> [TASK DIRECTIONS] Go through the items below and list each line that contains the word "detection".

> [GIVEN DATA]
-- BEGIN --
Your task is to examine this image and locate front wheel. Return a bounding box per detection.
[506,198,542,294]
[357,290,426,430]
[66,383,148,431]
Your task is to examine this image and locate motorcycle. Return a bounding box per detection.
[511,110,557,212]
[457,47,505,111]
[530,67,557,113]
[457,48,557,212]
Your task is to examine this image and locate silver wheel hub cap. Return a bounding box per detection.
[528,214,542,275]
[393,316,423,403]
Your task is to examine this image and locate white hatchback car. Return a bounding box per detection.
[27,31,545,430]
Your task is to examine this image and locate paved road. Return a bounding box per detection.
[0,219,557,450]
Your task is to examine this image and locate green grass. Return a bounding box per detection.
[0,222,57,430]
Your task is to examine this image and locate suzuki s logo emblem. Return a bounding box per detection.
-- END --
> [RESPONSE TO THE EXERCISE]
Your task is to examine this image and locate front wheel. Return a bounding box per detection.
Your task is to examine this image and locate motorcycle. Return a bounding box per detection.
Your task is to examine this image and locate silver wheel hub cap. Return a bounding box per detection.
Your task is to examine this image and locate white hatchback car. Return a bounding box per detection.
Your task is to examine this image and locate paved road. Return a bounding box per detection.
Your task is to examine this image and locate green grass. Return a bounding box per detection.
Your task is to examine this image and locate suzuki s logo emblem. Return a bounding box per detection.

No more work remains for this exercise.